[Location annotation dataset excerpts]
──────────────────────────────

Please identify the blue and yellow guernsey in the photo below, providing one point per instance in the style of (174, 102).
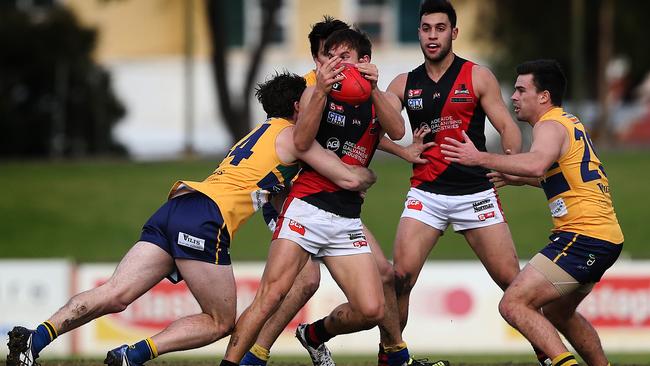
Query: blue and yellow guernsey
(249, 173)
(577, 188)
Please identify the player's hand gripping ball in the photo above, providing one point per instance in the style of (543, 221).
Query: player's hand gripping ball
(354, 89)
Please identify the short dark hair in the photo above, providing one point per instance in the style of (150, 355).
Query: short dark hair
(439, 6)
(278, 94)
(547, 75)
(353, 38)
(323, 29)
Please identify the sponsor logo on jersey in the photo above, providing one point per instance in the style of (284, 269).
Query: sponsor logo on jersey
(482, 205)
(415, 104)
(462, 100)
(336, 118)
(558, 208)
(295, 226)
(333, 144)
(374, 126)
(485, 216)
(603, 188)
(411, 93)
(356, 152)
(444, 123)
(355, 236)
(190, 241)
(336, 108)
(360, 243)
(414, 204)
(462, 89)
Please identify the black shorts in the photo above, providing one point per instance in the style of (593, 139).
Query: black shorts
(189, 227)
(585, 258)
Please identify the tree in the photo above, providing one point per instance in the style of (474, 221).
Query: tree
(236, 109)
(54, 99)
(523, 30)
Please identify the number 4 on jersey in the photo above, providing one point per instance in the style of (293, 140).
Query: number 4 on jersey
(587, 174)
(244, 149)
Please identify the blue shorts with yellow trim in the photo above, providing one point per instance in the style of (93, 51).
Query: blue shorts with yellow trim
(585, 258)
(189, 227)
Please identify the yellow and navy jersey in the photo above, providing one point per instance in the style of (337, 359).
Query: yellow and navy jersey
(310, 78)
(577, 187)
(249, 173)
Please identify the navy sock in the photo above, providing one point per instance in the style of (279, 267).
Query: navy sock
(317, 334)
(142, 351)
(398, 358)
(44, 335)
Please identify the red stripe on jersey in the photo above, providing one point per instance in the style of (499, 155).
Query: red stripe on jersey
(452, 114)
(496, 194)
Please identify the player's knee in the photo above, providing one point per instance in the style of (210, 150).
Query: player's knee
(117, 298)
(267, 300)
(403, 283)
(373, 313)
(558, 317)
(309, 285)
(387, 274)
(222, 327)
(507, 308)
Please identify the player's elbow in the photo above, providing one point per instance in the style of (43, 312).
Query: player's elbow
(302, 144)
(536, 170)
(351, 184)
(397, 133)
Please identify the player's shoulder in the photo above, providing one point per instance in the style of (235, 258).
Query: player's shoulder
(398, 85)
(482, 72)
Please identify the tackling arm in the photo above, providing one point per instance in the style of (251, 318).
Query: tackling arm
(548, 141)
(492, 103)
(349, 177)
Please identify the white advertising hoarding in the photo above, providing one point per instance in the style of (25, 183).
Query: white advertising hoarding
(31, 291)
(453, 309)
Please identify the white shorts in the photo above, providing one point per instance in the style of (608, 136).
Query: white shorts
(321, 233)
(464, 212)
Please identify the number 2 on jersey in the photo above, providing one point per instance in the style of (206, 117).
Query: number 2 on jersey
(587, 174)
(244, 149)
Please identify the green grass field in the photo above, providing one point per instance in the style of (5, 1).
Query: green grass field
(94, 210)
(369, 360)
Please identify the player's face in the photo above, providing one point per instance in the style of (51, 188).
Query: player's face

──────────────────────────────

◆ Exercise brief: Give the material again exactly as it is, but keep the pictures out.

◆ Solution to this problem:
Please identify the blue and yellow guernsey in the photo below, providing one point per instance in the style of (174, 102).
Query: blue and yellow guernsey
(249, 173)
(577, 188)
Please identify the player's hand gripping ball in the photo above, providing one point per instance in the style of (543, 221).
Query: player's hand gripping ball
(354, 89)
Please identify the short dark hair in the photo above, providing one point per instance in the style of (150, 355).
Query: short dark hair
(439, 6)
(278, 94)
(547, 75)
(353, 38)
(323, 29)
Please identify the sponsor logo on jersey in the photo above, providing one point per instance in the style of (284, 269).
Query: sponsor logo on jersey
(482, 205)
(415, 104)
(462, 100)
(336, 118)
(558, 208)
(295, 226)
(333, 144)
(374, 126)
(485, 216)
(603, 188)
(411, 93)
(356, 152)
(444, 123)
(355, 236)
(190, 241)
(336, 108)
(360, 243)
(414, 204)
(462, 89)
Please identify the black shorts in the photo above, providing one point per instance in the style of (593, 139).
Query: black shorts
(189, 227)
(585, 258)
Please identify the tree in the photo above, providing one point per instance in the style of (474, 221).
Query: tree
(236, 109)
(54, 99)
(523, 30)
Please identify the number 4 on jersey in the photo above, providing one point per instance in the style of (293, 140).
Query: number 4 on jersey
(587, 174)
(244, 149)
Please identify the blue shorts with yellow trim in the photo above, providing one point per instance in the style of (93, 51).
Query: blue shorts with yellow trim
(585, 258)
(189, 227)
Please identify the yellow and navy jersey in the photo above, providing one point per instance in the style of (337, 359).
Query: yellow and navy jersey
(310, 78)
(577, 187)
(249, 173)
Please identify the navy sock in the photo above, providing one point per instance in the style of (279, 267).
Query: navy sock
(317, 334)
(142, 351)
(398, 358)
(44, 335)
Please identify the red stripe on jersey in the photo above, providing one point per instance in the style of (499, 155).
Query: red stripe on jersey
(452, 114)
(496, 194)
Please identify the player's knee in the photo above, providing one point per instance in the style of (210, 150).
Query: player's knee
(117, 298)
(267, 300)
(403, 283)
(373, 313)
(558, 317)
(309, 285)
(387, 274)
(222, 327)
(507, 308)
Please identify the player's elbow in the photo above, providing one point per instance in the style of (43, 312).
Query: player's elbow
(302, 144)
(536, 170)
(351, 184)
(397, 133)
Please identify the player's shoulder in the photo above, providing one point per instance in the style of (235, 258).
Query: player's shoulder
(398, 85)
(482, 72)
Please identify the tackling arm in the photo above, providing one point per instance in the style of (251, 318).
Query: tackling arm
(548, 141)
(492, 103)
(349, 177)
Please identify the white advertising hoarding in the photo above, providing one point per instance in the style of (25, 183).
Query: white advertising hoarding
(31, 291)
(453, 309)
Please identify the white shorts in the photo above, providing one point per instance in the style of (608, 136).
Query: white shorts
(321, 233)
(464, 212)
Please identify the number 2 on jersey in the photo above, providing one point per instance in the style of (206, 117).
Query: number 2 on jersey
(587, 174)
(244, 149)
Please identify the green grass field in the photo above, providing one point per instance in the style of (5, 1).
Query: green grass field
(94, 210)
(369, 360)
Please identify the player's face in the photo above, providing one point per instance in the style of (51, 188).
Query: player's face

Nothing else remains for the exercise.